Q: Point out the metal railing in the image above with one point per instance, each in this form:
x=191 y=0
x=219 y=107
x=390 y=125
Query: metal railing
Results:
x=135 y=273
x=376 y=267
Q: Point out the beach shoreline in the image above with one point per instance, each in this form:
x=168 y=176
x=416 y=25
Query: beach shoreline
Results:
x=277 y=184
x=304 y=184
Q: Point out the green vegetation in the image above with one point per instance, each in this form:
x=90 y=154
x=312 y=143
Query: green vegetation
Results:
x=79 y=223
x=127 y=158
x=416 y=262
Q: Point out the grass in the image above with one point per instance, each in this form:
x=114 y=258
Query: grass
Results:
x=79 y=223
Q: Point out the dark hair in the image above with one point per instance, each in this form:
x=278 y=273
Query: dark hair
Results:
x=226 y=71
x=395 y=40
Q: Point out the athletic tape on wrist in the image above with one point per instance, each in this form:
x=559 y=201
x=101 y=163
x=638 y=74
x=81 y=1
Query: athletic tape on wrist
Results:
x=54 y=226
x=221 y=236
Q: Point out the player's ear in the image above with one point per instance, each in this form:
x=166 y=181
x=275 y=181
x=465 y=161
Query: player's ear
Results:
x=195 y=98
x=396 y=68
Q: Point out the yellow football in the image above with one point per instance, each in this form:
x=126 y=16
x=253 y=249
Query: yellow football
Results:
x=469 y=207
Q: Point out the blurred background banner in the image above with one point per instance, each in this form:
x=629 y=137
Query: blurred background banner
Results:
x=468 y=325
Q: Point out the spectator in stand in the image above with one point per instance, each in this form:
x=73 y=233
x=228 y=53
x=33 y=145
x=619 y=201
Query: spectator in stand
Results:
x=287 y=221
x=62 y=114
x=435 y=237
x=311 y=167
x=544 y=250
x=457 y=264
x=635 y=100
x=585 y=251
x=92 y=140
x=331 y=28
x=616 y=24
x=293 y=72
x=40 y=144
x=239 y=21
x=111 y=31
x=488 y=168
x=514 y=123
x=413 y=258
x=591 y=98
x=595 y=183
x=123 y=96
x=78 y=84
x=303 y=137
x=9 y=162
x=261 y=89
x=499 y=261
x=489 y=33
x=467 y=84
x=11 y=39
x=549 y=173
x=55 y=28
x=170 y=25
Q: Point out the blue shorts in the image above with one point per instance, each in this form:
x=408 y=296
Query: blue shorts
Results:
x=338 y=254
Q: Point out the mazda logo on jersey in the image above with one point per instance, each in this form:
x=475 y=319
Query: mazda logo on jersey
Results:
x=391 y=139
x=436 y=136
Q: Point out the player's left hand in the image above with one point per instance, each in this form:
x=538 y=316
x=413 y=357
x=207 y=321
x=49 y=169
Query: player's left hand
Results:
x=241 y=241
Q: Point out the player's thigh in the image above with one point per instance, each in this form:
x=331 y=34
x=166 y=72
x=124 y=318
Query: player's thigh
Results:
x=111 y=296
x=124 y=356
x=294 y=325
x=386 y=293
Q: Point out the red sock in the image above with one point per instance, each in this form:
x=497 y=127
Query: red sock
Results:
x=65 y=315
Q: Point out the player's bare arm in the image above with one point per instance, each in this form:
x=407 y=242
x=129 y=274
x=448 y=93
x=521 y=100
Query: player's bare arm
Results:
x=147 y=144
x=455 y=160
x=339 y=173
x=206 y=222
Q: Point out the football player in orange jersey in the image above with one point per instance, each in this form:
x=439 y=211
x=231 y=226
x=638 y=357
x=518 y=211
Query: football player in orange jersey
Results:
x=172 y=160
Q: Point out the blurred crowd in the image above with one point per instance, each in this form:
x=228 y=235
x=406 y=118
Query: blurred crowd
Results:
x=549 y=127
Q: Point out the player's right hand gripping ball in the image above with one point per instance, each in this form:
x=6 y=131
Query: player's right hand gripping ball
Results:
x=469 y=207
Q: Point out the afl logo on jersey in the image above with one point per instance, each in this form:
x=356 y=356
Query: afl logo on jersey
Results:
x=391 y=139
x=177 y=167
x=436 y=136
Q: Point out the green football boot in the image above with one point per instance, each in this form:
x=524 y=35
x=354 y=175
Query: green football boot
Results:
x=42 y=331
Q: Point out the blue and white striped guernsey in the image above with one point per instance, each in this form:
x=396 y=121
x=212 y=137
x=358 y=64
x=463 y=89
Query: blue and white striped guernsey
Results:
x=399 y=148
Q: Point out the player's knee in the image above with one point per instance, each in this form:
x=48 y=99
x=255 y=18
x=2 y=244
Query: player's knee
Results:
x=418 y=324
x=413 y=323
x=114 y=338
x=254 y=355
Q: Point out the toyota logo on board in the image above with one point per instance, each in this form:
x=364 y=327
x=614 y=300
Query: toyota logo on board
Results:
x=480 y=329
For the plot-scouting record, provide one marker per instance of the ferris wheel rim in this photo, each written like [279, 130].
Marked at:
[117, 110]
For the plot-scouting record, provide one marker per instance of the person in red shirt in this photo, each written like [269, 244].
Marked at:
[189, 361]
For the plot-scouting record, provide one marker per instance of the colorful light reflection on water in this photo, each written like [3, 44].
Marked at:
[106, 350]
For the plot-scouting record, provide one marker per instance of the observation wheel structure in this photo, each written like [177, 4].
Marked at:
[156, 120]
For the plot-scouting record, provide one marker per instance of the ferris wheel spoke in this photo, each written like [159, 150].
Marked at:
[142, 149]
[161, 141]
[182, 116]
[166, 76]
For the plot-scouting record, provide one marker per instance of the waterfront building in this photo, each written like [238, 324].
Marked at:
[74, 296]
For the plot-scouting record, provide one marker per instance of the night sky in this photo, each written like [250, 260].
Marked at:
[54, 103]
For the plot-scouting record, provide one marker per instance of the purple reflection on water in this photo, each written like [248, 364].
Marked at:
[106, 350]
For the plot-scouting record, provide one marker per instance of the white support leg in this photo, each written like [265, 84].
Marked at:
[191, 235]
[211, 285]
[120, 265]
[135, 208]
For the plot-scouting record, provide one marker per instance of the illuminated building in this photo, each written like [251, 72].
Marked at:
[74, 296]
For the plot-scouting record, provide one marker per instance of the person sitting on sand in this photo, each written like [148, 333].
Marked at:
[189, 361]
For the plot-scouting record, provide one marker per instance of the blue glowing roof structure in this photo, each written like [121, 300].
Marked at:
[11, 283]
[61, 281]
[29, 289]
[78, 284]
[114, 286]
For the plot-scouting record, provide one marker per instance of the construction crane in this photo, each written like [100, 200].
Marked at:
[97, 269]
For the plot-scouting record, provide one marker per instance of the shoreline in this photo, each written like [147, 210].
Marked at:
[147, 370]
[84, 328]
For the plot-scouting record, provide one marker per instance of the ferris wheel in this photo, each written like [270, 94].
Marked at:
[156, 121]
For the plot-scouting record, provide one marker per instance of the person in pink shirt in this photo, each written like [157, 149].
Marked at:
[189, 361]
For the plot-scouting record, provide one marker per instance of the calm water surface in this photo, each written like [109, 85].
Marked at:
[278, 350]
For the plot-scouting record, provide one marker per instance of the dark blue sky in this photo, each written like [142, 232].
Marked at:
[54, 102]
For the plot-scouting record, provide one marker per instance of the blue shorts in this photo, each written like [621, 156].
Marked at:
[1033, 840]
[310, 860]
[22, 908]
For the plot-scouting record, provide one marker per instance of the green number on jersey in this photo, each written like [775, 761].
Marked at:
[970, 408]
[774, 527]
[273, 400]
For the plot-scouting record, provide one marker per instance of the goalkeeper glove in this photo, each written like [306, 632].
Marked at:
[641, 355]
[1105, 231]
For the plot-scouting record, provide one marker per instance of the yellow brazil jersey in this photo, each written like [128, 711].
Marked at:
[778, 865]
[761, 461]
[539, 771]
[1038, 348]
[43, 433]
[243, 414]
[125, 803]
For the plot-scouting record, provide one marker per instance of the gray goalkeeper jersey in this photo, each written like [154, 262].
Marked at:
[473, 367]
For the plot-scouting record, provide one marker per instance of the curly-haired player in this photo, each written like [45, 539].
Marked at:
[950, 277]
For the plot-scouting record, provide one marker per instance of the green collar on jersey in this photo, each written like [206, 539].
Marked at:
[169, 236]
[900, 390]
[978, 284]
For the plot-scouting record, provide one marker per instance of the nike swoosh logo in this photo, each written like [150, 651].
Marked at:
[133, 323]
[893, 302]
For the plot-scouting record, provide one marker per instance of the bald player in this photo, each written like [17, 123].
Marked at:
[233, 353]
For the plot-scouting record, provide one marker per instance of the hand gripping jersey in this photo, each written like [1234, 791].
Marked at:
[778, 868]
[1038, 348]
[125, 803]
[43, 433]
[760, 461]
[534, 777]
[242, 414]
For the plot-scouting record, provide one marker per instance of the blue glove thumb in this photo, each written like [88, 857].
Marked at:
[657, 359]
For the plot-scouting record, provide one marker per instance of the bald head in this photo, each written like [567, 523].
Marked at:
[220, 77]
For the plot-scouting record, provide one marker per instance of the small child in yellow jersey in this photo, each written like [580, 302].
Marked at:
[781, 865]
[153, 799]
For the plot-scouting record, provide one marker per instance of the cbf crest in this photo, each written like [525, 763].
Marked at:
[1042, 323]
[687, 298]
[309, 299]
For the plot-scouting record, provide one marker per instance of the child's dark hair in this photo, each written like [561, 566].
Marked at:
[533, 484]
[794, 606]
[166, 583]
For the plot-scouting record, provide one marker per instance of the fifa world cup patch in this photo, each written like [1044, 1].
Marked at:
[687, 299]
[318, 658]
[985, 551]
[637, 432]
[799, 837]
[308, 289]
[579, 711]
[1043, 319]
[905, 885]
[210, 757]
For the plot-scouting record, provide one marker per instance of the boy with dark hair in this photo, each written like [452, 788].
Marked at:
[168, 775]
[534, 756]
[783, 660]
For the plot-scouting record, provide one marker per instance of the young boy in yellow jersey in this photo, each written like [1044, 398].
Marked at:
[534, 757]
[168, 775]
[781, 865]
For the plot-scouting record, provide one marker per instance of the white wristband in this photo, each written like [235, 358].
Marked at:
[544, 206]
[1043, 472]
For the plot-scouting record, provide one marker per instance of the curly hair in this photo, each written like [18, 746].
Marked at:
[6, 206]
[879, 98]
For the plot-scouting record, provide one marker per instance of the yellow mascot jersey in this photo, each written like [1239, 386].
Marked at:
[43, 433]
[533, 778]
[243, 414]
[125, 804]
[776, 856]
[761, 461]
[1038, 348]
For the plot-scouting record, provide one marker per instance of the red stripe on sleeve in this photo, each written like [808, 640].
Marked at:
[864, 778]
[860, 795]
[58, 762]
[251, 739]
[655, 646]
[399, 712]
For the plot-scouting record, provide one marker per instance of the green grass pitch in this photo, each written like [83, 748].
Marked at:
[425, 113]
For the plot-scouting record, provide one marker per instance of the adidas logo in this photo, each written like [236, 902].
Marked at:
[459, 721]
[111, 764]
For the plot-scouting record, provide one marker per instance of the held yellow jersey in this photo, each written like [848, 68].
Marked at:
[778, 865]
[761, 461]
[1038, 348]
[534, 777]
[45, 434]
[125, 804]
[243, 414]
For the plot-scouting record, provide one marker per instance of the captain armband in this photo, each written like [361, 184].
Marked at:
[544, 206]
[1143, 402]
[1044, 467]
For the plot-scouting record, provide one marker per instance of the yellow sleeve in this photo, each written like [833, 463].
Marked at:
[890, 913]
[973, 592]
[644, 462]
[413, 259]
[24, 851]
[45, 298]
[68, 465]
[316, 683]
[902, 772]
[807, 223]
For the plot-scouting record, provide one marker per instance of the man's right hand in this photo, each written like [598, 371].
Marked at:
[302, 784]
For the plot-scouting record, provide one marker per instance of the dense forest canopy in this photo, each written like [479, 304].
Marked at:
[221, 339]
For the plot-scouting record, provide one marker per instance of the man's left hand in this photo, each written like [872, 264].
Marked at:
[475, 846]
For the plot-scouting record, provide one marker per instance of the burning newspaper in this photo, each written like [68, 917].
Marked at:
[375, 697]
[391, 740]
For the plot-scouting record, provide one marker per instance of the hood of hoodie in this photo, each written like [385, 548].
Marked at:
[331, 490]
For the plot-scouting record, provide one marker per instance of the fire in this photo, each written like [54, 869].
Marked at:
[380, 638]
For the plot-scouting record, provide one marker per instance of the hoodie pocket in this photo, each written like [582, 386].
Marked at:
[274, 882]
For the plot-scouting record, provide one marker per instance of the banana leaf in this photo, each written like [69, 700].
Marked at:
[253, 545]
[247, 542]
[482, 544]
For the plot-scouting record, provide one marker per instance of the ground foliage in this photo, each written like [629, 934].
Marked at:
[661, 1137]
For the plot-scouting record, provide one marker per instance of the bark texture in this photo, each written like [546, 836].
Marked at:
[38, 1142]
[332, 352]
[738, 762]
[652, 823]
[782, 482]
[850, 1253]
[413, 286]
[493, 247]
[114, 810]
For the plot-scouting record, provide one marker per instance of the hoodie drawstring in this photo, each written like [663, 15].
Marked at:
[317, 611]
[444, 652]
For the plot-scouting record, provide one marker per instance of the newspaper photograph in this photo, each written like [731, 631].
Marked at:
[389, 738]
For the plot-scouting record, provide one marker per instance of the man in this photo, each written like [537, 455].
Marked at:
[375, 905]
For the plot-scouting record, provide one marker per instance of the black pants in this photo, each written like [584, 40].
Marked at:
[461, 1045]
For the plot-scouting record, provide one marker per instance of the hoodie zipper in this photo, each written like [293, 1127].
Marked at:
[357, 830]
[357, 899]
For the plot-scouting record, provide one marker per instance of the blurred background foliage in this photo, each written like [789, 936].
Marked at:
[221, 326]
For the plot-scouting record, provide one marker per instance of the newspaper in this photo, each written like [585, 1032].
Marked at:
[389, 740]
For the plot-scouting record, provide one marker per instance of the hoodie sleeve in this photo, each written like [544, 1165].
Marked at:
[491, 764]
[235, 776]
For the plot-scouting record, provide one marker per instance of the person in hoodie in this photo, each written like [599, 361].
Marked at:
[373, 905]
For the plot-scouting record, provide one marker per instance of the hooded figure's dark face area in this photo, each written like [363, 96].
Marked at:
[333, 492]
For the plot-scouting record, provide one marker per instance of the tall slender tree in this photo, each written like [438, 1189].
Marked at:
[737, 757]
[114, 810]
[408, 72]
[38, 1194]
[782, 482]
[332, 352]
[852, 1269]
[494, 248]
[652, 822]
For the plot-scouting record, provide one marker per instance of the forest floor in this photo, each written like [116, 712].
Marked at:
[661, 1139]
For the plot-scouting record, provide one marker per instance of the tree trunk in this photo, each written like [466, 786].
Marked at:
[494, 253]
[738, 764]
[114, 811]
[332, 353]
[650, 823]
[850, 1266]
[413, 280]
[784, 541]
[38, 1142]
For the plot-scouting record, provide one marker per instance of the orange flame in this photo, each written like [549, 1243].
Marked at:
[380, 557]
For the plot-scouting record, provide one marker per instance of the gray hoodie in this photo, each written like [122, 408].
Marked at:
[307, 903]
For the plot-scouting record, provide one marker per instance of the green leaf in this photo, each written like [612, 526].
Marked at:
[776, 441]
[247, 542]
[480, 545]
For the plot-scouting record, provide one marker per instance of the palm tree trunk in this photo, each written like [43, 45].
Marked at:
* * * * * * *
Go through the entries and filter for lines holding the word "gripping"; copy each match.

(Reply)
Q: Point out the player's right hand gripping ball in the image above with one point per instance, each in this form:
Query: player's right hand gripping ball
For the plot-scouting record, provide one marker per instance of the hand gripping jersey in this photo, each written like [1234, 791].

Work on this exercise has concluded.